Objetivo a
Reescreva o trecho da listagem que vai da linha com "of the jacket" até a linha com "left=0, top=48, right=4, bottom=93", substituindo "jacket sleeve" por "coat sleeve" e mantendo todo o resto igual.

O Brasil tem, atualmente, cerca de 13 milhões de desempregados, sendo 24,8% deles nessa situação há mais de dois anos. São 3,3 milhões de pessoas que não conseguiram um novo emprego no período de 24 meses.

Considerando que, segundo o SPC Brasil e a CNDL, 46% dos brasileiros não têm planejamento financeiro e 62 milhões de brasileiros são inadimplentes, é muito provável que a impossibilidade de acesso ao FGTS em momento de demissão se torne um problema grave para boa parte dos trabalhadores.

“É importante notar que, com o FGTS, você está construindo uma poupança para quando se aposentar. Se você quiser garantir acesso a esse dinheiro quando estiver mais velho talvez seja melhor deixar lá”, opina Teixeira.

Quando vale a pena

Quando há um colchão financeiro para a hipótese de demissão ou outros imprevistos, o trabalhador deve considerar sacar seu saldo para investir. Até porque, o FGTS tem a pior taxa de remuneração do mercado, em 3% ao ano mais TR (Taxa Referencial, hoje zerada).

A distribuição de 100% do lucro do fundo aos cotistas anualmente deve melhorar essa remuneração. De acordo com um técnico do ministério da Economia, essa nova rentabilidade será próxima à da caderneta de poupança. Mas ainda há oportunidades mais interessantes em diversas modalidades de aplicações.

Entradas da listagem
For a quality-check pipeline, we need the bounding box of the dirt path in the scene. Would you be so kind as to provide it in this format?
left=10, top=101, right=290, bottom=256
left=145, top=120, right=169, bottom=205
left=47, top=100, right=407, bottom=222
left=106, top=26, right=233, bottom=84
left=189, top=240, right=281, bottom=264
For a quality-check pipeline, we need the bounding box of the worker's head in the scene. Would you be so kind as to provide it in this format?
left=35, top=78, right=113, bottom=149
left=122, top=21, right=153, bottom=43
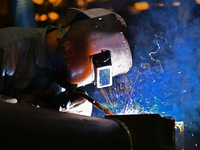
left=57, top=8, right=132, bottom=87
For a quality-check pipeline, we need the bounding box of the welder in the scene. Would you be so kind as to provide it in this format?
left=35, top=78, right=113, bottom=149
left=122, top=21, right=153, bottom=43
left=0, top=8, right=132, bottom=115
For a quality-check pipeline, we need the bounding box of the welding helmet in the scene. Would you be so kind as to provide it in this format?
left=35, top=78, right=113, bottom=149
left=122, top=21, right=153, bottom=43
left=57, top=8, right=132, bottom=88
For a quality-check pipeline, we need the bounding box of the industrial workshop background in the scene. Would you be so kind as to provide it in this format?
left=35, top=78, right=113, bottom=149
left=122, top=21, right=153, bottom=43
left=0, top=0, right=200, bottom=150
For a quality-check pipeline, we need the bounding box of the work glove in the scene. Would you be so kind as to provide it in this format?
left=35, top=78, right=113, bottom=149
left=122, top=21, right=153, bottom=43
left=59, top=87, right=92, bottom=116
left=16, top=89, right=55, bottom=108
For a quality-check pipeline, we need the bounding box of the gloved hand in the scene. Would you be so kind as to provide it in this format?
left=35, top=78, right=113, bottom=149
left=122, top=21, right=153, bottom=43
left=59, top=87, right=92, bottom=116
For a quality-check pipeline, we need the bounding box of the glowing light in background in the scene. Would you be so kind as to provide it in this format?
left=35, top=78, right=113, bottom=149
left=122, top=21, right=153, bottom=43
left=48, top=12, right=59, bottom=21
left=172, top=2, right=181, bottom=6
left=49, top=0, right=62, bottom=7
left=134, top=2, right=149, bottom=11
left=195, top=0, right=200, bottom=4
left=40, top=14, right=48, bottom=21
left=32, top=0, right=44, bottom=5
left=77, top=0, right=85, bottom=7
left=35, top=13, right=40, bottom=21
left=158, top=3, right=165, bottom=7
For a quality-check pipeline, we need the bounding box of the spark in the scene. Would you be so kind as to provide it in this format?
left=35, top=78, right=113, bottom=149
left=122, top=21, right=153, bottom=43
left=100, top=88, right=112, bottom=105
left=149, top=34, right=167, bottom=73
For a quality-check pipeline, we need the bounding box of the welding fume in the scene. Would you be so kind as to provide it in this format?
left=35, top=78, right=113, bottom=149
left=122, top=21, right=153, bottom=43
left=0, top=8, right=132, bottom=116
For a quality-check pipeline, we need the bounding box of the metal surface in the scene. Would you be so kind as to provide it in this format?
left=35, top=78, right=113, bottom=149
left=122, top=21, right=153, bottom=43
left=0, top=102, right=175, bottom=150
left=0, top=102, right=130, bottom=150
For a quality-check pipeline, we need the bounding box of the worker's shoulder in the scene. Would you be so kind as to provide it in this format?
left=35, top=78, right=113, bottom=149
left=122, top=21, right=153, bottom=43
left=0, top=26, right=55, bottom=47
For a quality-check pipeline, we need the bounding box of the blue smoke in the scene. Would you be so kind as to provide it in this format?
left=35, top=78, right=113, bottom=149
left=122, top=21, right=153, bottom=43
left=85, top=1, right=200, bottom=131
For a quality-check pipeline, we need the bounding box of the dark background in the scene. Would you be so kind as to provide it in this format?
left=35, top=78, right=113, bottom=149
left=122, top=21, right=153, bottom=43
left=0, top=0, right=200, bottom=150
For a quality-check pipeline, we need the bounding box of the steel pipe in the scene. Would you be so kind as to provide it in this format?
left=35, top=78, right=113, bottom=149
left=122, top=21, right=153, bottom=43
left=0, top=102, right=130, bottom=150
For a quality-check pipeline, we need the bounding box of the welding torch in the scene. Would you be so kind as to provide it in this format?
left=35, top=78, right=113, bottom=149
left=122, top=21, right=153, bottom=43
left=71, top=91, right=114, bottom=115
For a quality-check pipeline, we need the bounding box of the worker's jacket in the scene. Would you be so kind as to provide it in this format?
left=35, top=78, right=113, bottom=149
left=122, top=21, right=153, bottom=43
left=0, top=26, right=59, bottom=97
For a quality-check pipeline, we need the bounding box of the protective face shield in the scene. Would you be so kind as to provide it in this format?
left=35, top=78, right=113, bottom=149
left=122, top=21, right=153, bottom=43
left=57, top=8, right=132, bottom=88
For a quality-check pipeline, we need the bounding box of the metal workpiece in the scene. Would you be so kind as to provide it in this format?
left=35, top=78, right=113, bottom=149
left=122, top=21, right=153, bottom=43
left=0, top=102, right=130, bottom=150
left=105, top=114, right=175, bottom=150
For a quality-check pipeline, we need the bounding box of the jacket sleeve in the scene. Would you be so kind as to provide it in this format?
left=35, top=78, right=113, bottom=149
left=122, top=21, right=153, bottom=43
left=0, top=48, right=4, bottom=93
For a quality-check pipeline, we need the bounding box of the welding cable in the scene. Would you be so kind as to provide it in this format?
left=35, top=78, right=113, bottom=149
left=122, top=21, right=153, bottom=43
left=72, top=92, right=114, bottom=115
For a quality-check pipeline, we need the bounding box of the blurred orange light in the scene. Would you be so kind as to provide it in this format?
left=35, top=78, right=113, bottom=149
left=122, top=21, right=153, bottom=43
left=40, top=14, right=47, bottom=21
left=87, top=0, right=96, bottom=3
left=48, top=12, right=59, bottom=20
left=172, top=2, right=181, bottom=6
left=53, top=0, right=62, bottom=7
left=35, top=13, right=40, bottom=21
left=49, top=0, right=56, bottom=3
left=158, top=3, right=164, bottom=7
left=32, top=0, right=44, bottom=5
left=134, top=2, right=149, bottom=11
left=195, top=0, right=200, bottom=4
left=77, top=0, right=85, bottom=7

Objetivo b
Responda com base no texto sobre o FGTS:
(i) Quantos desempregados o Brasil tem atualmente?
(ii) Qual é a taxa de remuneração do FGTS mencionada?
(iii) De acordo com um técnico do ministério da Economia, a nova rentabilidade será próxima à de qual aplicação?

Resposta completa a
For a quality-check pipeline, we need the bounding box of the coat sleeve in the scene. Would you be so kind as to provide it in this format?
left=35, top=78, right=113, bottom=149
left=122, top=21, right=153, bottom=43
left=0, top=48, right=4, bottom=93

Resposta completa b
(i) Cerca de 13 milhões.
(ii) 3% ao ano mais TR (Taxa Referencial).
(iii) À da caderneta de poupança.